══ Input

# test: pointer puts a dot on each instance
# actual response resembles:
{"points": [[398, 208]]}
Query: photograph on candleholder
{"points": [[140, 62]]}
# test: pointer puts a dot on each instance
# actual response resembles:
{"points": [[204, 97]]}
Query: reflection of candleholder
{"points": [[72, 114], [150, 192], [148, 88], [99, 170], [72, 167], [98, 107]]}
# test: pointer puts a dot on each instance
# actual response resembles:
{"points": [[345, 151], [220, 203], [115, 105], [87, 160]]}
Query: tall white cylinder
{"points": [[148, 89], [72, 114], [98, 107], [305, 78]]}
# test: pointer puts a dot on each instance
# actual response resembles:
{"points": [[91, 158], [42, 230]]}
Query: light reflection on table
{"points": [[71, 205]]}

════
══ Input

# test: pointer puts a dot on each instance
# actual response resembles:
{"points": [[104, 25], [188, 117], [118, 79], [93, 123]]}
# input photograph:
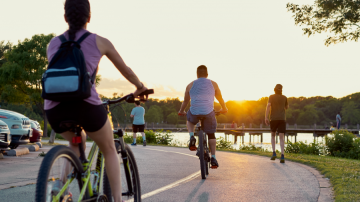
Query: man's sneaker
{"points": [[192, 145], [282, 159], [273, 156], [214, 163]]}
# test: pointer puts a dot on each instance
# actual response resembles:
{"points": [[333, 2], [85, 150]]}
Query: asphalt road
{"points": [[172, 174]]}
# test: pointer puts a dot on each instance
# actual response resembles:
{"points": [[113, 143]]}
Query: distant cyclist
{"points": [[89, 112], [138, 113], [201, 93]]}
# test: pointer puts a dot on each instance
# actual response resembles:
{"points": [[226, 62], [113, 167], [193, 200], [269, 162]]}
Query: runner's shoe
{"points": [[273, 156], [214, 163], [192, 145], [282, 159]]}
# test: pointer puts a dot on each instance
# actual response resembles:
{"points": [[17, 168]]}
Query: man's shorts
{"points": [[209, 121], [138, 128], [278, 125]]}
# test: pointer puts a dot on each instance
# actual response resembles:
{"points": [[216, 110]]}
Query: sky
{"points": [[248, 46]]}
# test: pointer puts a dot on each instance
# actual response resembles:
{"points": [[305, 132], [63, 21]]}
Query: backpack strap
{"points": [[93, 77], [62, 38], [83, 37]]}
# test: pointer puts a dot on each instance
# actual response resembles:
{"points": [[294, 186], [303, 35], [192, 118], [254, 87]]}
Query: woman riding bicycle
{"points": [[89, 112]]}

════
══ Input

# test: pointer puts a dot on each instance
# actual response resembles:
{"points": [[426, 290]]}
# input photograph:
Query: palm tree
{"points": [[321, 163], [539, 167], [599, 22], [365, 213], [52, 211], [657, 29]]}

════

Goal: List every line of the listing above that contains the string "reflection".

In response:
Query: reflection of candleholder
Query: light reflection on table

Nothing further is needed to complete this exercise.